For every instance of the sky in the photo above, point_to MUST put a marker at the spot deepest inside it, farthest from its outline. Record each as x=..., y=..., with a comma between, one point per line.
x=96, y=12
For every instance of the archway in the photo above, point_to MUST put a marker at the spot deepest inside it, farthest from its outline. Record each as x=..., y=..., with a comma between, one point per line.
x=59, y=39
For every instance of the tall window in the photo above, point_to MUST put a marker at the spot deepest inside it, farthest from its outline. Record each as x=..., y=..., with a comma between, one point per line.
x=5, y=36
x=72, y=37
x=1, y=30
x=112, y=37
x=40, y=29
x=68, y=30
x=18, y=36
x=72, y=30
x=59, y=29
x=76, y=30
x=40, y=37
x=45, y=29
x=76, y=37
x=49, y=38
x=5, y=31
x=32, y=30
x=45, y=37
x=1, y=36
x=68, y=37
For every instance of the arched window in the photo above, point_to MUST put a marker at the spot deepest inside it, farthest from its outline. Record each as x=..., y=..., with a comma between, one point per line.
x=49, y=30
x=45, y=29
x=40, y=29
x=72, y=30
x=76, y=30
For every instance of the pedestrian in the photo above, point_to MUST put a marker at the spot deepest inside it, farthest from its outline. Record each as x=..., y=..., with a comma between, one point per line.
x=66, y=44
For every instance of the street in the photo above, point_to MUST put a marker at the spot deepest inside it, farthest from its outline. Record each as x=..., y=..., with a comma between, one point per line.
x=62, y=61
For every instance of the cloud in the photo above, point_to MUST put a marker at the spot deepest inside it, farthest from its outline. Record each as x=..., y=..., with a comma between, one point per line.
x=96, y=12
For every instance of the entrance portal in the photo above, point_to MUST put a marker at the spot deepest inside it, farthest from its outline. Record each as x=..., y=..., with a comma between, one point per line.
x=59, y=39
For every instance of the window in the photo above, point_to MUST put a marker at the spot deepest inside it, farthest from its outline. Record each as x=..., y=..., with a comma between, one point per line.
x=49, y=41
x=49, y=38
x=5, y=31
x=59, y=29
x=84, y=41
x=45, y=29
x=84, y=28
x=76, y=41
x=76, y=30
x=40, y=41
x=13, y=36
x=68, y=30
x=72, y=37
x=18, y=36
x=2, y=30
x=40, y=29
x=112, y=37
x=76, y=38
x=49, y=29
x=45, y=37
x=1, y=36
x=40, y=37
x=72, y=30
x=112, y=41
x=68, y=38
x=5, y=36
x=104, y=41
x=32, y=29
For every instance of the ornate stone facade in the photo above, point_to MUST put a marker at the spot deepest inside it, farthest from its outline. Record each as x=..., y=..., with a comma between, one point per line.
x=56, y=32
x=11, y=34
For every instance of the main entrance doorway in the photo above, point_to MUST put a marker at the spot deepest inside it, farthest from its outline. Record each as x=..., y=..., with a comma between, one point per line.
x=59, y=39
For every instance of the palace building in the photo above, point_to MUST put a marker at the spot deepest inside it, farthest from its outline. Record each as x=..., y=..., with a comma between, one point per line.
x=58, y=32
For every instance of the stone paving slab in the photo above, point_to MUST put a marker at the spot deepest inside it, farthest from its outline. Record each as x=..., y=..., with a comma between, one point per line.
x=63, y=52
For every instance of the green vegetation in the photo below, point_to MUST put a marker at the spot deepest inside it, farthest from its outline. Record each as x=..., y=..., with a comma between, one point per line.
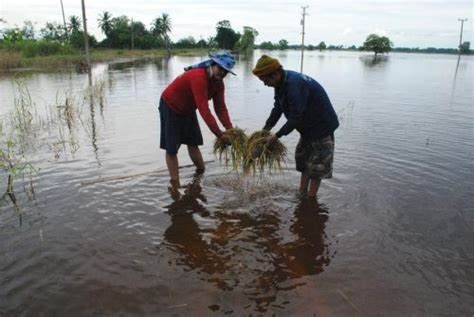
x=236, y=151
x=57, y=46
x=377, y=44
x=28, y=128
x=259, y=155
x=252, y=154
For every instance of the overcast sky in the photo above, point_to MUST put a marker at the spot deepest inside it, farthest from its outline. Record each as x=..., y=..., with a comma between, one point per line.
x=412, y=23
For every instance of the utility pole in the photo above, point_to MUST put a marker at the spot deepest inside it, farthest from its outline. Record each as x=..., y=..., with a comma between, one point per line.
x=460, y=35
x=64, y=18
x=131, y=30
x=302, y=35
x=86, y=40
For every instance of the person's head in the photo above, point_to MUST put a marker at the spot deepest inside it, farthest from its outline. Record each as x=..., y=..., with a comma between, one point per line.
x=222, y=63
x=268, y=70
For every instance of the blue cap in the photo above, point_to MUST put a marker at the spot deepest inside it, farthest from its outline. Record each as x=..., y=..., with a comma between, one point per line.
x=225, y=60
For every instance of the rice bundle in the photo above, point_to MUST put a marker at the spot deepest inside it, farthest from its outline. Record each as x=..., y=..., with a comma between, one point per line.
x=259, y=155
x=236, y=150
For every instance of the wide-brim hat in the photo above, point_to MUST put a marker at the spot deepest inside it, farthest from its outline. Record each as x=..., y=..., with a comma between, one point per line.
x=225, y=60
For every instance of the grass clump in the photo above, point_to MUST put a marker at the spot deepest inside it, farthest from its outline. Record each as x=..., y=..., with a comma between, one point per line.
x=234, y=152
x=259, y=155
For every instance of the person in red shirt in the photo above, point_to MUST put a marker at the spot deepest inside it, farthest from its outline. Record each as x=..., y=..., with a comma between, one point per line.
x=178, y=103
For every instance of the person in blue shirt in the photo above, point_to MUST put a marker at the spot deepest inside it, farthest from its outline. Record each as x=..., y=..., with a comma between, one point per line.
x=307, y=108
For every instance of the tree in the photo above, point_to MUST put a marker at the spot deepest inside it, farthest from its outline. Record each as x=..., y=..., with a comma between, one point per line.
x=105, y=25
x=247, y=40
x=321, y=46
x=267, y=45
x=283, y=44
x=464, y=48
x=226, y=37
x=187, y=42
x=74, y=23
x=161, y=26
x=54, y=32
x=29, y=30
x=377, y=44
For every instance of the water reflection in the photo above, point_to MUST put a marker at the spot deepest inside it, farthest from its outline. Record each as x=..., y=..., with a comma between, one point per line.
x=184, y=235
x=248, y=253
x=371, y=61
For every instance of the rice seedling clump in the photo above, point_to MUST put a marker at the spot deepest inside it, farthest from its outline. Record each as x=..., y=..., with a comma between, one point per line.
x=234, y=152
x=260, y=155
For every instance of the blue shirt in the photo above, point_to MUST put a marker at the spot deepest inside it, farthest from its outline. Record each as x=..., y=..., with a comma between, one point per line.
x=306, y=106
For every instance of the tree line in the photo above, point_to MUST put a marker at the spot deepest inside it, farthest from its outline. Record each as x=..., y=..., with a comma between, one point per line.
x=122, y=32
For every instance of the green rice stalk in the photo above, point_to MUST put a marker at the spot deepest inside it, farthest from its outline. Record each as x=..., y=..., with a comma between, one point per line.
x=233, y=153
x=259, y=156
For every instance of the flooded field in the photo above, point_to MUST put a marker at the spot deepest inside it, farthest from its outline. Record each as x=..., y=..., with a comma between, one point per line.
x=94, y=230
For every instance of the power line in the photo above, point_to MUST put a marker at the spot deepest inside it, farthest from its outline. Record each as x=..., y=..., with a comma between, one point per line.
x=460, y=35
x=304, y=14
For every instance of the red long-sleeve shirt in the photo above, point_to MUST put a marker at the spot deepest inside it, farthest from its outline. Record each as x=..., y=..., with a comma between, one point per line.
x=192, y=90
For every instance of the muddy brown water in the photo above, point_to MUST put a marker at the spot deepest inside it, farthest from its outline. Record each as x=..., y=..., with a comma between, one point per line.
x=391, y=235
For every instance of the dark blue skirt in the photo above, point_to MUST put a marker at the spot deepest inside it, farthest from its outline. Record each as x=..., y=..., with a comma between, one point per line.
x=178, y=129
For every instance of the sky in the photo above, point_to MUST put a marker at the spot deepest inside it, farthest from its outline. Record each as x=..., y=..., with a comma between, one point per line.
x=408, y=23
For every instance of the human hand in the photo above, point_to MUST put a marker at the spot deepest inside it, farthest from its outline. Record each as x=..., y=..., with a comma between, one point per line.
x=225, y=139
x=270, y=140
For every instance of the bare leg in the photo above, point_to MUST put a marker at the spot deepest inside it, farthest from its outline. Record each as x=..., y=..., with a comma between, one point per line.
x=304, y=184
x=172, y=164
x=313, y=187
x=196, y=157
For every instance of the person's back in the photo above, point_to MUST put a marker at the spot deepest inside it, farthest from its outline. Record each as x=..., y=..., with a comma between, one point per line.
x=319, y=118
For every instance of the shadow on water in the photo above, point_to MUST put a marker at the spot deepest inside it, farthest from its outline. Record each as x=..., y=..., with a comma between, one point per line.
x=453, y=87
x=248, y=253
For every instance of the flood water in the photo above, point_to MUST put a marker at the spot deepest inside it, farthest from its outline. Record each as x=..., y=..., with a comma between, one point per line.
x=392, y=233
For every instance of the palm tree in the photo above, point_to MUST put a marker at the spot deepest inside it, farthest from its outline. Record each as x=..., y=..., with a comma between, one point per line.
x=161, y=27
x=74, y=23
x=105, y=23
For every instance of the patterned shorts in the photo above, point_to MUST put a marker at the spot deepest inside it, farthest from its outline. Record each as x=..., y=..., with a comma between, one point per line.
x=314, y=158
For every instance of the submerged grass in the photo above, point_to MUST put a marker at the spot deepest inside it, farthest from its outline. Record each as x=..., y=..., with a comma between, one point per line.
x=14, y=60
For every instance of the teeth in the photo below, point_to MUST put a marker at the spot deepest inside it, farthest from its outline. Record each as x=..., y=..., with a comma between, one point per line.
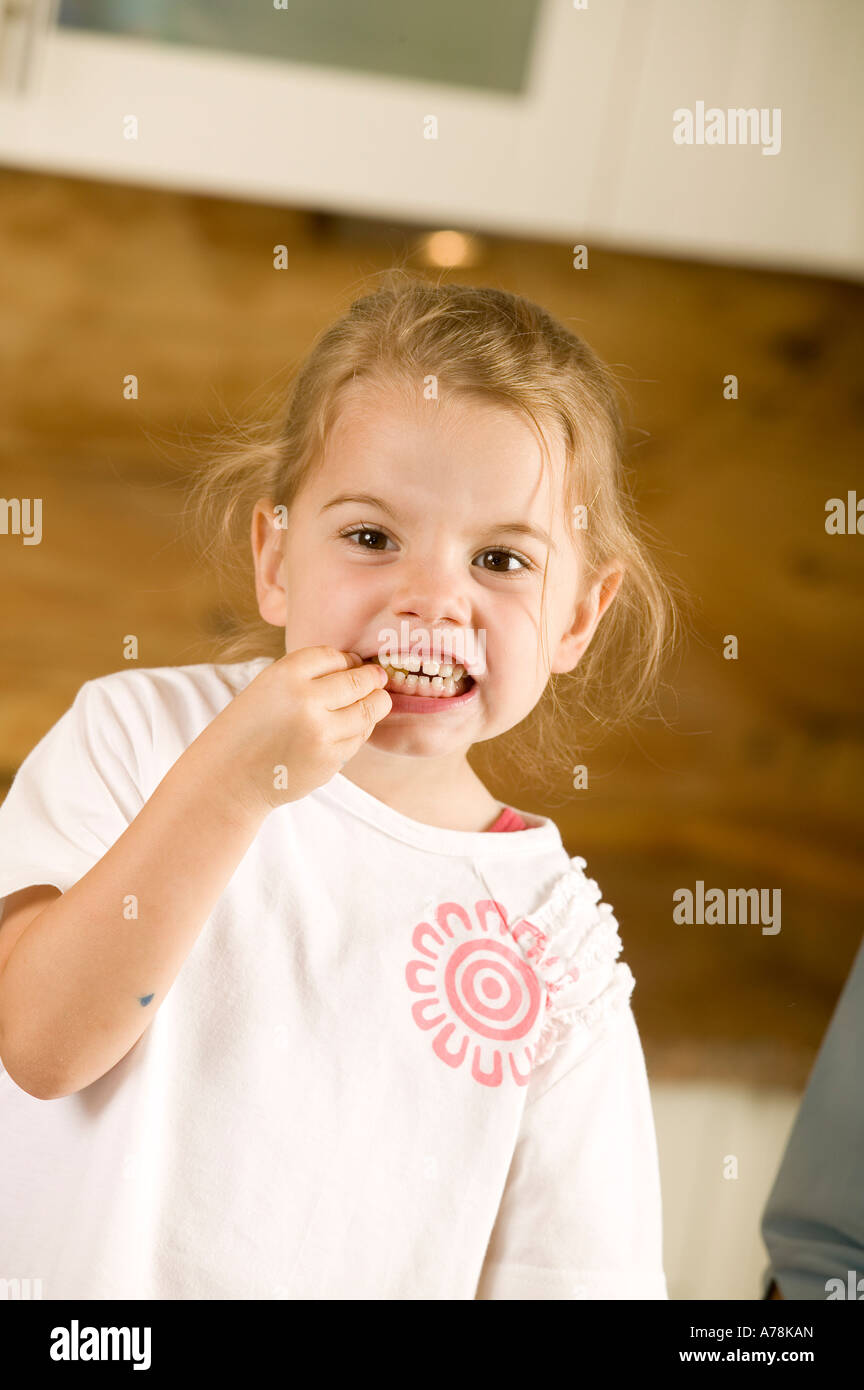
x=418, y=677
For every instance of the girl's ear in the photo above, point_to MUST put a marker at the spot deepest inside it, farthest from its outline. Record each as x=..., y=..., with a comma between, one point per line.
x=589, y=612
x=267, y=555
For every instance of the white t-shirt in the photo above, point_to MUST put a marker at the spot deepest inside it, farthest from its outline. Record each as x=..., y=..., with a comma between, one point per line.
x=397, y=1062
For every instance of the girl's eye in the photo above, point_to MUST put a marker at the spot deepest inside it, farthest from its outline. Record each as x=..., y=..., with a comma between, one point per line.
x=509, y=555
x=370, y=534
x=364, y=531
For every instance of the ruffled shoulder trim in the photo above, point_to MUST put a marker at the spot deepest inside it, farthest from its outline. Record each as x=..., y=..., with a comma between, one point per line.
x=572, y=944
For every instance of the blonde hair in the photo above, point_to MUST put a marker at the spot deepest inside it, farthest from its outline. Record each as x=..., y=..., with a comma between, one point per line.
x=474, y=339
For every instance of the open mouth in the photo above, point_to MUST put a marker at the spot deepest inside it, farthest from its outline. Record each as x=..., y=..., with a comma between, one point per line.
x=421, y=679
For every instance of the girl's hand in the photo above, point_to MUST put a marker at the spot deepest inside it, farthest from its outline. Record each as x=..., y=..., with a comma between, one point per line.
x=296, y=724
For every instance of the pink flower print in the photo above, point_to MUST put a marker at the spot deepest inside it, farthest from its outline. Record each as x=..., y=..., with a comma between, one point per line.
x=481, y=988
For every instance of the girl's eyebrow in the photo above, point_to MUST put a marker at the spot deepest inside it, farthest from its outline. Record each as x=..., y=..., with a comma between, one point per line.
x=520, y=527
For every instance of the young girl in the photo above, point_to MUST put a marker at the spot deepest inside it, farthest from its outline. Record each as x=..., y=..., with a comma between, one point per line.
x=289, y=1005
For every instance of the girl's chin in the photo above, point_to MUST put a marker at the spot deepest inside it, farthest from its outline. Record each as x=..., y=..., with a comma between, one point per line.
x=436, y=705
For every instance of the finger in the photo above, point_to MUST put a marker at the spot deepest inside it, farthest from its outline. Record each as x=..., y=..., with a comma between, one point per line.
x=345, y=688
x=321, y=660
x=359, y=720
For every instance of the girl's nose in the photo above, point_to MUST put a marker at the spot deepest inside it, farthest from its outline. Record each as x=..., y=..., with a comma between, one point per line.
x=432, y=592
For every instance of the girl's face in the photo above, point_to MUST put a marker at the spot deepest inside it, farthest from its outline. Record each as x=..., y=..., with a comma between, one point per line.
x=434, y=517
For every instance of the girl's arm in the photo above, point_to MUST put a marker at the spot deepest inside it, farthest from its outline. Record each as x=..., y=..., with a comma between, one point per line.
x=85, y=976
x=74, y=986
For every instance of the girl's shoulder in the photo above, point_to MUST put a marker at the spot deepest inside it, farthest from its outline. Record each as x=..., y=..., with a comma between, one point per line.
x=572, y=944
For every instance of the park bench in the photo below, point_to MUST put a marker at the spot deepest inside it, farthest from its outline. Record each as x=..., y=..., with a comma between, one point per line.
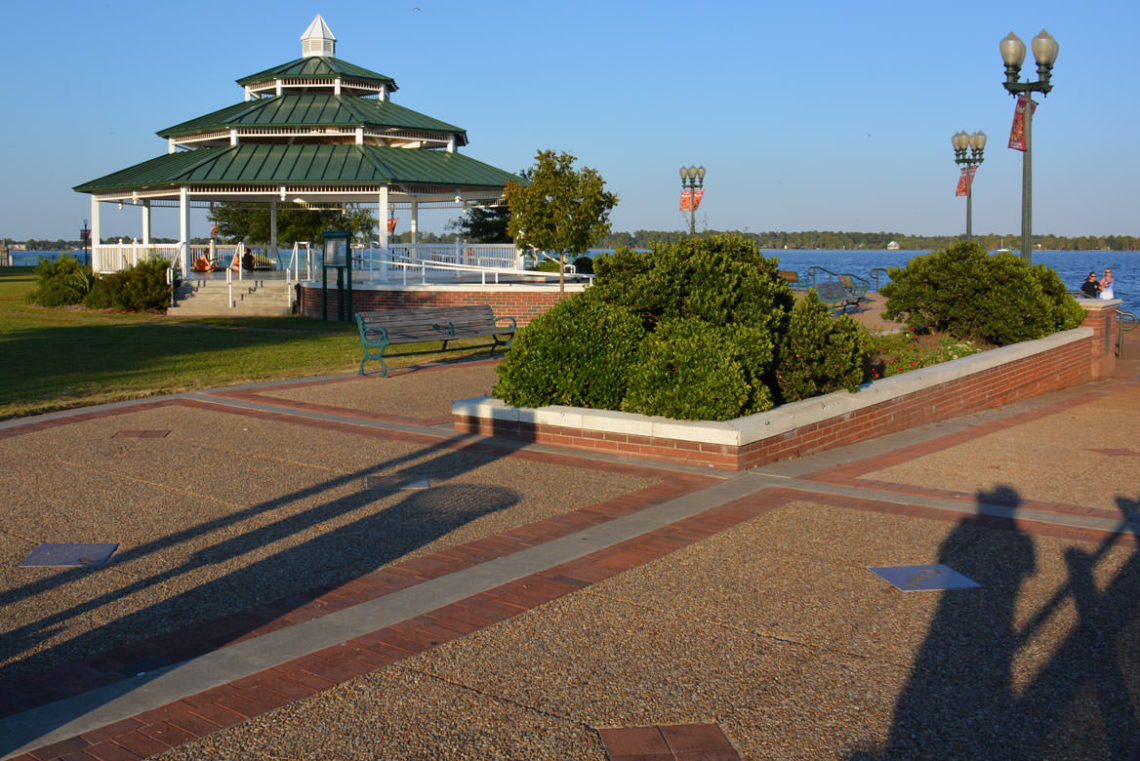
x=379, y=330
x=835, y=295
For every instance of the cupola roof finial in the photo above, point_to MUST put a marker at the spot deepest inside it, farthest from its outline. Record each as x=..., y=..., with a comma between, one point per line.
x=318, y=40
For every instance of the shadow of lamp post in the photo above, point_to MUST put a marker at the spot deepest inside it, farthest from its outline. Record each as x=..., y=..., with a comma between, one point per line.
x=968, y=149
x=1012, y=54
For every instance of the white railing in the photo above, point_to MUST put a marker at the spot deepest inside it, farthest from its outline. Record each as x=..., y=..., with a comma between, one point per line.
x=115, y=256
x=497, y=255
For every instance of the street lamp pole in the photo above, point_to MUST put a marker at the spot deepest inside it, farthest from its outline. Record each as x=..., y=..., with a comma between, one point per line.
x=692, y=179
x=1012, y=54
x=976, y=145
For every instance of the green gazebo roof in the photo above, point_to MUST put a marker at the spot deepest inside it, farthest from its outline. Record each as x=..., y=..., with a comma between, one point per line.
x=300, y=164
x=317, y=67
x=317, y=109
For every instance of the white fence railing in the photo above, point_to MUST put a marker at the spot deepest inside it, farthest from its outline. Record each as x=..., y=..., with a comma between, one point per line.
x=113, y=258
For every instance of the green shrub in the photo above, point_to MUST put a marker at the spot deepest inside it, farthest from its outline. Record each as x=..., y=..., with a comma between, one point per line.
x=721, y=279
x=820, y=353
x=974, y=296
x=138, y=288
x=689, y=370
x=578, y=353
x=60, y=283
x=901, y=352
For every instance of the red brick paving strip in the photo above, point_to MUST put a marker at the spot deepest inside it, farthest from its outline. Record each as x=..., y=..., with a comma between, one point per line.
x=668, y=743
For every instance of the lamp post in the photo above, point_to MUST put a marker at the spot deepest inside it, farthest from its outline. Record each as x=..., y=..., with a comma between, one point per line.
x=692, y=179
x=1012, y=54
x=968, y=149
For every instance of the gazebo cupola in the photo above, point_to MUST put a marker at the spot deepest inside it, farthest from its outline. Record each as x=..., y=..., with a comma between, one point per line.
x=318, y=70
x=318, y=40
x=317, y=132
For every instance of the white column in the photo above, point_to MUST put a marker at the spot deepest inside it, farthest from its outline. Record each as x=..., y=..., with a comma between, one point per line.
x=273, y=228
x=96, y=258
x=382, y=212
x=383, y=217
x=146, y=222
x=184, y=228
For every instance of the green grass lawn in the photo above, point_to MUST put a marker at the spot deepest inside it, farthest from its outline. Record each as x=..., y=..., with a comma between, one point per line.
x=60, y=358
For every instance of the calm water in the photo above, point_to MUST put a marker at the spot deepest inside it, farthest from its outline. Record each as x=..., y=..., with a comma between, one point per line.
x=1072, y=266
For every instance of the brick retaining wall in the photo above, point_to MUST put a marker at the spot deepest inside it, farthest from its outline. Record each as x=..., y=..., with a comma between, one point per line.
x=967, y=385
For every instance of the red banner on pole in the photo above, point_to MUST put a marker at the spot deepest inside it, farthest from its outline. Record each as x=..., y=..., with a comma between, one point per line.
x=1017, y=132
x=966, y=180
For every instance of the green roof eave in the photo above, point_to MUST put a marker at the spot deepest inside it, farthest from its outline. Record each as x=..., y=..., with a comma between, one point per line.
x=259, y=164
x=317, y=67
x=314, y=109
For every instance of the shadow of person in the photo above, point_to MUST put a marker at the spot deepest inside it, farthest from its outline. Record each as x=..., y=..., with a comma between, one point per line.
x=960, y=694
x=358, y=545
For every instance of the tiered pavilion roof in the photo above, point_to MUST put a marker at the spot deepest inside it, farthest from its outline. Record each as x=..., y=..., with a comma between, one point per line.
x=318, y=132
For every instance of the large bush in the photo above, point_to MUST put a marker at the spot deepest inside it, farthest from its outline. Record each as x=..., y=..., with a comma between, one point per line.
x=693, y=370
x=820, y=353
x=971, y=295
x=578, y=353
x=138, y=288
x=60, y=283
x=690, y=330
x=722, y=279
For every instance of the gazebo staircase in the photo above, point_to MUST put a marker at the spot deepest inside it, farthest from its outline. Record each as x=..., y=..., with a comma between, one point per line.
x=257, y=296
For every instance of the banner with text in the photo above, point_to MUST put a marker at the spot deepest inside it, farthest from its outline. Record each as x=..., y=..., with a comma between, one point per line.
x=965, y=180
x=691, y=199
x=1017, y=132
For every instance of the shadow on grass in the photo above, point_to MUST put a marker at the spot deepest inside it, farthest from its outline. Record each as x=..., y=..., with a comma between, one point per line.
x=269, y=583
x=70, y=366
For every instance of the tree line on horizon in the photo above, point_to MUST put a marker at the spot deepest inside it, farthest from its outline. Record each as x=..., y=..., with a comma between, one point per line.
x=477, y=229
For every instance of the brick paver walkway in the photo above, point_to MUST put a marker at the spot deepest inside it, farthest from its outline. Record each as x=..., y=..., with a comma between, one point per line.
x=241, y=684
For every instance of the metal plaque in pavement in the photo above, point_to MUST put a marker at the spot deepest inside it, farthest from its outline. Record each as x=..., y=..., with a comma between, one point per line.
x=925, y=578
x=68, y=555
x=395, y=482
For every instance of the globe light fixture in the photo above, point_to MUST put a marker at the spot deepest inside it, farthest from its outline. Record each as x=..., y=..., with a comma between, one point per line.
x=968, y=153
x=692, y=179
x=1012, y=54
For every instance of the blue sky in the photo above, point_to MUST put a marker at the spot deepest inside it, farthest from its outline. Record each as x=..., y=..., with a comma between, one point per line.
x=807, y=115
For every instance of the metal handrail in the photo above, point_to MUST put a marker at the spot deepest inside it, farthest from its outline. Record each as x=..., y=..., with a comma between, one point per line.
x=876, y=272
x=1125, y=321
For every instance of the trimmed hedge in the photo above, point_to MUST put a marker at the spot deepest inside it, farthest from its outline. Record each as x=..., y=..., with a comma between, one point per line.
x=138, y=288
x=577, y=353
x=689, y=332
x=820, y=353
x=975, y=296
x=690, y=370
x=60, y=283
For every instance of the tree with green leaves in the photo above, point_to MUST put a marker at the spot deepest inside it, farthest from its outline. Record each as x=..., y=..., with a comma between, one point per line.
x=562, y=210
x=483, y=224
x=252, y=224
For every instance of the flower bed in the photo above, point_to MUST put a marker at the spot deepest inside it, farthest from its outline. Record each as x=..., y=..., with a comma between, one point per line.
x=982, y=381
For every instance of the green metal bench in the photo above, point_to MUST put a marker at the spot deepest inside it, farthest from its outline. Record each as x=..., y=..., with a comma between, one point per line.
x=835, y=295
x=379, y=330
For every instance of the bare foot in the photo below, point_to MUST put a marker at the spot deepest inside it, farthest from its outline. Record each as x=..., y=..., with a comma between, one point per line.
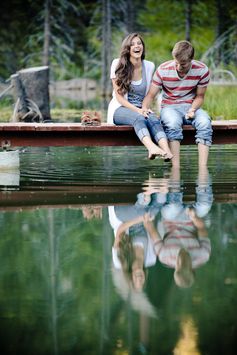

TASK INSTRUCTIONS: Retype the records verbatim, beginning at the line that contains "For every instance of the shadow of person" and ending after the line that contains "x=477, y=229", both of those lines included.

TASK RESULT:
For every instance of the shadow of person in the photo above, point_to MUST put a marker at the spot deepest inside it, farthest from its outline. Record each as x=..., y=..., with a comma between, one point per line.
x=960, y=694
x=358, y=545
For every instance of the tiered pavilion roof in the photo above, point_to MUST put a marker at the spot deepest inside it, farthest from its outline. Record each as x=..., y=..., with a comma between, one point per line.
x=318, y=132
For every instance of the large bush in the photo above, point_to MUST put a marker at the spot deepest inside it, farthest from its outline. Record each as x=..., y=..., with a comma between, one point per line.
x=693, y=370
x=820, y=353
x=971, y=295
x=578, y=353
x=138, y=288
x=60, y=283
x=690, y=330
x=722, y=279
For every instance of the gazebo staircase in the photo above, point_to MUST put a marker at the spot deepest inside it, farthest from its outline. Record each as x=..., y=..., with a comma between, one point per line.
x=257, y=296
For every instance of the banner with text in the photo above, point_to MUST put a marker at the spot deepest inside it, farthest from its outline. Record each as x=..., y=..., with a comma between, one point per line.
x=965, y=180
x=691, y=199
x=1017, y=132
For every instance of the shadow on grass in the photo above, point_to MUST put a marker at the spot deepest inside it, farthest from its outline. Record each as x=..., y=..., with a comma between, one point per line.
x=269, y=583
x=70, y=366
For every instance of the tree line on horizon in the photo above, point_to MUST put a marker at the spot deepest inside it, farthest from its outline. Record each as x=..., y=..., with a comma between, one point per line.
x=477, y=229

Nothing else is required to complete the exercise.